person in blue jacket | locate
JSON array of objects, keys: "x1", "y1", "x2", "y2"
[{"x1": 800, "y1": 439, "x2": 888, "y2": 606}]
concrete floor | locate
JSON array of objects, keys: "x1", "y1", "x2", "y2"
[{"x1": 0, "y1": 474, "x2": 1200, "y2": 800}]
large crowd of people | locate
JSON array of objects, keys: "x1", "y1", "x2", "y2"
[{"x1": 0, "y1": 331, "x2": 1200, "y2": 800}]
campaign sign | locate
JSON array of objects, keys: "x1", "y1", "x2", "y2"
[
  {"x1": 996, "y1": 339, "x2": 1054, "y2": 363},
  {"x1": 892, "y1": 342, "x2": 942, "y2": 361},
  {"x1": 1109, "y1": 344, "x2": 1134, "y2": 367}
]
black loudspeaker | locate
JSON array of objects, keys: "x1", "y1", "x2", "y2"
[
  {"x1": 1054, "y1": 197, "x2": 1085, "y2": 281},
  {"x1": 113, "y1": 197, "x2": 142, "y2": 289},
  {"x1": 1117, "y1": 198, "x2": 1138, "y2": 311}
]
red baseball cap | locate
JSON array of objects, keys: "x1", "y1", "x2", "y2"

* _PROBLEM REQUIREMENTS_
All entries shown above should be printed again exactly.

* _WORKED ANSWER_
person in blue jacket | locate
JSON array of objects, keys: "x1", "y1", "x2", "y2"
[{"x1": 800, "y1": 439, "x2": 888, "y2": 606}]
concrete floor | locate
JSON array of objects, keys: "x1", "y1", "x2", "y2"
[{"x1": 0, "y1": 474, "x2": 1200, "y2": 800}]
large crowd of people | locate
JSON array of objects, keys: "x1", "y1", "x2", "y2"
[{"x1": 0, "y1": 331, "x2": 1200, "y2": 800}]
campaign sign | locate
JSON array of objects, keys: "x1", "y1", "x2", "y2"
[
  {"x1": 996, "y1": 339, "x2": 1054, "y2": 363},
  {"x1": 892, "y1": 342, "x2": 942, "y2": 361},
  {"x1": 1109, "y1": 344, "x2": 1134, "y2": 367}
]
black loudspeaker | locate
JSON array of objects, keys: "x1", "y1", "x2", "y2"
[
  {"x1": 1054, "y1": 197, "x2": 1085, "y2": 281},
  {"x1": 113, "y1": 197, "x2": 142, "y2": 289},
  {"x1": 1117, "y1": 198, "x2": 1138, "y2": 311}
]
red baseball cap | locate
JSON array of objects, keys: "x1", "y1", "x2", "y2"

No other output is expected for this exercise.